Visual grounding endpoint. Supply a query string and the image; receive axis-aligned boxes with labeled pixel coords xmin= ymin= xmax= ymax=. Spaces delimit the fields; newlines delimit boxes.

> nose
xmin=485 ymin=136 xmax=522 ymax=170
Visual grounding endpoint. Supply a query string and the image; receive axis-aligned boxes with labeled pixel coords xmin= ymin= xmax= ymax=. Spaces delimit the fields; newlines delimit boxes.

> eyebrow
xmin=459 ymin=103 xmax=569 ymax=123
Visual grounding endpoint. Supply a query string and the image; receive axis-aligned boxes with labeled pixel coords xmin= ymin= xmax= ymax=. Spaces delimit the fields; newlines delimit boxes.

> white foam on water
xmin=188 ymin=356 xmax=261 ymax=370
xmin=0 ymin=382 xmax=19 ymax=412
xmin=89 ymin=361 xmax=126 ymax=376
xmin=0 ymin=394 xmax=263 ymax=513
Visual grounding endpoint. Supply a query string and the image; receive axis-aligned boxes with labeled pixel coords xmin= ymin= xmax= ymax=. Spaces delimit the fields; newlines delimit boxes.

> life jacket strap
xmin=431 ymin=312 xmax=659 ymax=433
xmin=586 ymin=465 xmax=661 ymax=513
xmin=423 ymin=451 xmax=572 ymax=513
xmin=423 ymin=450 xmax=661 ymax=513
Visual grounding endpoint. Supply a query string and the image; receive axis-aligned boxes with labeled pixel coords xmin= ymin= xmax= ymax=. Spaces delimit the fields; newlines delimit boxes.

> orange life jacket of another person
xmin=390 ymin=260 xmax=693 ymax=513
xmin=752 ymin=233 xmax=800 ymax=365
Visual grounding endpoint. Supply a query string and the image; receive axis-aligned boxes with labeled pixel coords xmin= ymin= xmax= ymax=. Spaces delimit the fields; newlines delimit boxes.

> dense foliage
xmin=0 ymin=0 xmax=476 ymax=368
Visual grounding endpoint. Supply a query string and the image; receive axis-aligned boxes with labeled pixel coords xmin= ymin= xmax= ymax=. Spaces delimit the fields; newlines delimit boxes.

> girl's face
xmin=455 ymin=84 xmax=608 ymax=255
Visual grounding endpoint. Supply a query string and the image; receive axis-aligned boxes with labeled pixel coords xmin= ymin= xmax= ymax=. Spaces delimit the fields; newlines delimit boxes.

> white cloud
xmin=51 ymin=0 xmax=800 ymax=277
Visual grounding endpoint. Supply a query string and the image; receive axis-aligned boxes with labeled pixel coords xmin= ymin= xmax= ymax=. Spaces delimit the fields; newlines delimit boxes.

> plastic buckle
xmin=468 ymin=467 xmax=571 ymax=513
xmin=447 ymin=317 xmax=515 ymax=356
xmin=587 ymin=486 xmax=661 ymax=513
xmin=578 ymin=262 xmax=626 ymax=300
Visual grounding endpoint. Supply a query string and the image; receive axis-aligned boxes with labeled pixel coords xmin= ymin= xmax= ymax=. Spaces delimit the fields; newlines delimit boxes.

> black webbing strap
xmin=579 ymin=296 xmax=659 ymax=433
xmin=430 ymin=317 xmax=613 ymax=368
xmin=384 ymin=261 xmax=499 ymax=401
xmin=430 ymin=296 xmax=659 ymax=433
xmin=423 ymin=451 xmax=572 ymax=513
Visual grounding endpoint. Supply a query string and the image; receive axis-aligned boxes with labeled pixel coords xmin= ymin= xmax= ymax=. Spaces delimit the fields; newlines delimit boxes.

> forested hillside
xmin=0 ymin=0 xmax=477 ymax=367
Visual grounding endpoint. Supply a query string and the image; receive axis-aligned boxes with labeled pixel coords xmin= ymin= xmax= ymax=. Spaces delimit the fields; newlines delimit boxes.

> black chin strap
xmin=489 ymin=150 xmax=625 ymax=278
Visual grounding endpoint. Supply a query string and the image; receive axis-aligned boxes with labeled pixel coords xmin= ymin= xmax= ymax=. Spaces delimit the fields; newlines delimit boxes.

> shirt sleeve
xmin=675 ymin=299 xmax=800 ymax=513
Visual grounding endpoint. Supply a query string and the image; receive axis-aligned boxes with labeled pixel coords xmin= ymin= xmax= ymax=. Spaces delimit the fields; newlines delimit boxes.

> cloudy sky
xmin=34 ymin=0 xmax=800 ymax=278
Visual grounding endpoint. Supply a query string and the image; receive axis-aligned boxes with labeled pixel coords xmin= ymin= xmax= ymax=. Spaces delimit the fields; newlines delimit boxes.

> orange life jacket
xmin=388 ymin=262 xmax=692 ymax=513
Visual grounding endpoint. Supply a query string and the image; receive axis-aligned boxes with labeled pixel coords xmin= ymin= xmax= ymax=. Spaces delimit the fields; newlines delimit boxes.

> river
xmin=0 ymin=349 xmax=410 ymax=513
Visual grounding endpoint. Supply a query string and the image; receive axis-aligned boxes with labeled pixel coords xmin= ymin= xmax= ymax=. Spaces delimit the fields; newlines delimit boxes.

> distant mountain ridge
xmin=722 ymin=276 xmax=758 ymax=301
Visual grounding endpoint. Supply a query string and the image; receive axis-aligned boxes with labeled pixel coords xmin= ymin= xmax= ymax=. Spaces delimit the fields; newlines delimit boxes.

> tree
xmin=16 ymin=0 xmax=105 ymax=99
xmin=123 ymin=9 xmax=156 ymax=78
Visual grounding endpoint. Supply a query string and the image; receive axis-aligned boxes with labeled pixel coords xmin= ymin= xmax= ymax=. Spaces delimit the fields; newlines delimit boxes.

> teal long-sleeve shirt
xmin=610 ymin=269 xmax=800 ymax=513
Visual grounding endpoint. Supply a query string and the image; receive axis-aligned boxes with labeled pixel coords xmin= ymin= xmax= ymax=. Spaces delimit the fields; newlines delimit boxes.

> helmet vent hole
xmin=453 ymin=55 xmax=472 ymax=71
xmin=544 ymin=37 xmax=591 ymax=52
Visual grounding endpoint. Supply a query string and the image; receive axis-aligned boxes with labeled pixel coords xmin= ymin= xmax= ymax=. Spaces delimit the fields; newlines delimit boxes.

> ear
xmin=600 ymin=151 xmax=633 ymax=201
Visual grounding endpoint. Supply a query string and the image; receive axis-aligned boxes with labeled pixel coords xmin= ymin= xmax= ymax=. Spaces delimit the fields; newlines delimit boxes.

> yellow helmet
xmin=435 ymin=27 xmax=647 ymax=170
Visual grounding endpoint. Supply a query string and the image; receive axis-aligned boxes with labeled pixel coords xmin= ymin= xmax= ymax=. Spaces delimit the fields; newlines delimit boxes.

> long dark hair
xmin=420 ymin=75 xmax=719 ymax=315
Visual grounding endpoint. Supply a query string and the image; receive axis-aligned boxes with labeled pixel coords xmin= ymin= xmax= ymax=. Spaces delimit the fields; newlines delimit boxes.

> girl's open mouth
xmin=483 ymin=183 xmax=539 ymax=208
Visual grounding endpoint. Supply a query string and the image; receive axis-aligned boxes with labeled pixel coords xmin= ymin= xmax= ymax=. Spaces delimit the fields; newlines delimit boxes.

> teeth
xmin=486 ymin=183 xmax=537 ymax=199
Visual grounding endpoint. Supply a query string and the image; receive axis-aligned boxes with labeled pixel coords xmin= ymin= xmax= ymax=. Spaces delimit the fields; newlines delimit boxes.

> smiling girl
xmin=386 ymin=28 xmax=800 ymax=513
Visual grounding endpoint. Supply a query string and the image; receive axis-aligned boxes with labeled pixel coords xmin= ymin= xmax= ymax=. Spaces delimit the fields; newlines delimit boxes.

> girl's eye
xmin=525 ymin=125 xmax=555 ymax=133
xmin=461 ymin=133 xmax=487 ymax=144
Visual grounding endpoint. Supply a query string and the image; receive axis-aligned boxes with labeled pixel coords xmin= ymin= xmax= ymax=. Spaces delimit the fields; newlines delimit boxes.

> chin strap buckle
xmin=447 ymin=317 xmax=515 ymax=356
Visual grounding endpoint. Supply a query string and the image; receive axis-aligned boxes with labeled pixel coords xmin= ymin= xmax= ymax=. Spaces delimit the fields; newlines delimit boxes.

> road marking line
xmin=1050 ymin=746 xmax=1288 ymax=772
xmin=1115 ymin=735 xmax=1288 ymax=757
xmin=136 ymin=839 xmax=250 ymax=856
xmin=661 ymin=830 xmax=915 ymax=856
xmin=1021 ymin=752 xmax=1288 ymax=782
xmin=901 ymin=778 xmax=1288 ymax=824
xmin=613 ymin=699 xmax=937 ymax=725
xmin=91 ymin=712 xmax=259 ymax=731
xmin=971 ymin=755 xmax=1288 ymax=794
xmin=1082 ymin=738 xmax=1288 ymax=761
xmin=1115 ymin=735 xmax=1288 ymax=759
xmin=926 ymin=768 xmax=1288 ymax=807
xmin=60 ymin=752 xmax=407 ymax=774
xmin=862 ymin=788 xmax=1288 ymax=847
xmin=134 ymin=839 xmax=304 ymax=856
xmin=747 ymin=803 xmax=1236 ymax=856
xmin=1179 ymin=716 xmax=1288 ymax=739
━━━━━━
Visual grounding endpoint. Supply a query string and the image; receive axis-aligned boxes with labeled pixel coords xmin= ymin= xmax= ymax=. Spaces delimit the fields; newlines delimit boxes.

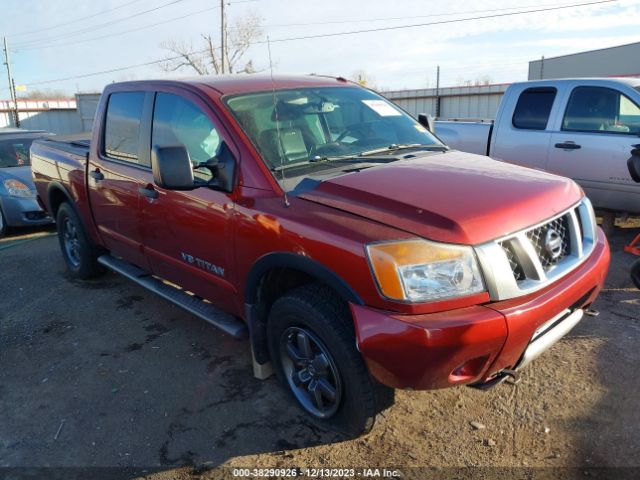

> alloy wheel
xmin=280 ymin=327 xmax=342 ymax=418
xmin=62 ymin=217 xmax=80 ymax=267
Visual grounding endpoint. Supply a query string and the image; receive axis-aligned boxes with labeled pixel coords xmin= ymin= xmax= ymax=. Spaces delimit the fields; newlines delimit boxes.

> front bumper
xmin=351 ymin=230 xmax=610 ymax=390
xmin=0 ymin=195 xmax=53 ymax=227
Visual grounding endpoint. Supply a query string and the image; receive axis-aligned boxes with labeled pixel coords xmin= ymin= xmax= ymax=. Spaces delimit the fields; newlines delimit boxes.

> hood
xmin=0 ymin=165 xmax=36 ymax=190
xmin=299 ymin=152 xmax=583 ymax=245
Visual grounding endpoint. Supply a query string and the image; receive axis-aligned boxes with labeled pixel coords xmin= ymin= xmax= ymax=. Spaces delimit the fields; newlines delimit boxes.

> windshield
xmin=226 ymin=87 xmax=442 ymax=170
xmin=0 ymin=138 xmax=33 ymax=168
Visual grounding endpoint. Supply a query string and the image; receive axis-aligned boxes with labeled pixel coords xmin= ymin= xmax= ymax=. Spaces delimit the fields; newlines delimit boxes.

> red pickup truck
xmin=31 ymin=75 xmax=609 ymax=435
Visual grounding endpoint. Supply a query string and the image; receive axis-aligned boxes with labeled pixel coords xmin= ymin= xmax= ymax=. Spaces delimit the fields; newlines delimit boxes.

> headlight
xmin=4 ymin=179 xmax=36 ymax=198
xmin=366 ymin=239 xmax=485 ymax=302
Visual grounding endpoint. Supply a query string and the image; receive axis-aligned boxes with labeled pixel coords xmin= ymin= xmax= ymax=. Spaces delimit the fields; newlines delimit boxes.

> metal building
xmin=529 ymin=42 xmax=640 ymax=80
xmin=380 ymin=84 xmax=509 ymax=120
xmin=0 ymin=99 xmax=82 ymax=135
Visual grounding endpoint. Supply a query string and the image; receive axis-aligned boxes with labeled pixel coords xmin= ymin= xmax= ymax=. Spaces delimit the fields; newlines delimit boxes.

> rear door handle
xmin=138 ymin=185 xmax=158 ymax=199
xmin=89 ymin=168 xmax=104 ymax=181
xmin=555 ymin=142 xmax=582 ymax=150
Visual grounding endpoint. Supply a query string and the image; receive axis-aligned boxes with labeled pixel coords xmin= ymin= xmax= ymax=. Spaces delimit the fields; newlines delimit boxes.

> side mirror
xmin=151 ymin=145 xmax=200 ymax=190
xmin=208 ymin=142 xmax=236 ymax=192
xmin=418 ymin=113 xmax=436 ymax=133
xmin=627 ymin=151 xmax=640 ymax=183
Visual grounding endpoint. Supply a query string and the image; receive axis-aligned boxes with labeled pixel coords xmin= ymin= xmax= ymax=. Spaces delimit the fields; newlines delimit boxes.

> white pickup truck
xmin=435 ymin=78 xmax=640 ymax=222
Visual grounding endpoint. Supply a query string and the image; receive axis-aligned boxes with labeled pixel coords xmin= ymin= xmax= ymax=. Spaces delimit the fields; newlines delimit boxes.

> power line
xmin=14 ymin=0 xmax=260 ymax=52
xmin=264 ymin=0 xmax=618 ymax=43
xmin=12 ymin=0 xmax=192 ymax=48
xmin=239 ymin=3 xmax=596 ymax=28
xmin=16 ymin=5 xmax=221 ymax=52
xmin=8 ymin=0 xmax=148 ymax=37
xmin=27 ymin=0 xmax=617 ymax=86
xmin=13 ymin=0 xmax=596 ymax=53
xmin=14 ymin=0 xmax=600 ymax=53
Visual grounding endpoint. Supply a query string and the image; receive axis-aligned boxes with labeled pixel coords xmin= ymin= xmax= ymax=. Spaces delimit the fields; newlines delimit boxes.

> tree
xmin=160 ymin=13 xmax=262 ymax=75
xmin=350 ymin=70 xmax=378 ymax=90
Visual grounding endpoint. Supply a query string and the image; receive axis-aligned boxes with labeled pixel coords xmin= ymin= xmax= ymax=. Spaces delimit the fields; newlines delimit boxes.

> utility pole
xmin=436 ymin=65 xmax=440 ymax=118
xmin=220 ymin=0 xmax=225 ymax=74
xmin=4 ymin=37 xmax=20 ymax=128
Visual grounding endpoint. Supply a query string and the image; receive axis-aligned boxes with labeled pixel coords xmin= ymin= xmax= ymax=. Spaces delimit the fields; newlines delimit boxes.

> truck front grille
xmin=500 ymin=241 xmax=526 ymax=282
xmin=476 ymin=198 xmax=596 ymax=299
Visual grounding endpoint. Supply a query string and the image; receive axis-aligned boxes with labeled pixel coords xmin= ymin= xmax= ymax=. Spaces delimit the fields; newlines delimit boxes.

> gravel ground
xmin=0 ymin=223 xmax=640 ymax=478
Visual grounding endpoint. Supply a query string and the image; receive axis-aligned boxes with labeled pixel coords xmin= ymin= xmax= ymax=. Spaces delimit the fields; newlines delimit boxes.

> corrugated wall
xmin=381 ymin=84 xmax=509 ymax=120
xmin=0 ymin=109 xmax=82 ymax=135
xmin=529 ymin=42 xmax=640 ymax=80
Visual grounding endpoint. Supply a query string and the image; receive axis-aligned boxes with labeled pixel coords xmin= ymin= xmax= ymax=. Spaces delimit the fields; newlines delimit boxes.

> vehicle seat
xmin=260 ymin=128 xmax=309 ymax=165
━━━━━━
— AIM OF THE TASK —
Which lines of the records above contain the word "girl"? List each of those lines in full.

— FINISHED EXERCISE —
> girl's face
> girl's open mouth
> smiling girl
> girl's eye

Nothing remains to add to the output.